- WHAT NEEDS TO BE DONE:
Format every line of the items below as a Markdown table with the columns "Row" and "Content", numbering the rows in order and omitting blank lines. Leave the pictures out of the table.

--- BEGIN GIVEN RECORDS ---

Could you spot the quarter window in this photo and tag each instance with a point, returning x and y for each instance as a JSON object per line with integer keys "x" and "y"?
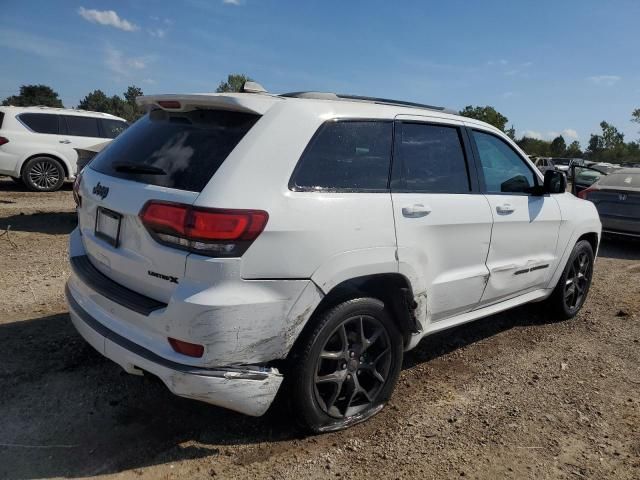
{"x": 503, "y": 169}
{"x": 41, "y": 122}
{"x": 347, "y": 155}
{"x": 82, "y": 126}
{"x": 431, "y": 159}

--- END GIVEN RECORDS ---

- THE COMPLETED TASK:
| Row | Content |
|---|---|
| 1 | Could you spot the quarter window in this photo and tag each instance with a point, returning x and y for each instance as a JSON object per line with integer keys "x" and "y"? |
| 2 | {"x": 503, "y": 169} |
| 3 | {"x": 41, "y": 122} |
| 4 | {"x": 347, "y": 155} |
| 5 | {"x": 82, "y": 126} |
| 6 | {"x": 431, "y": 159} |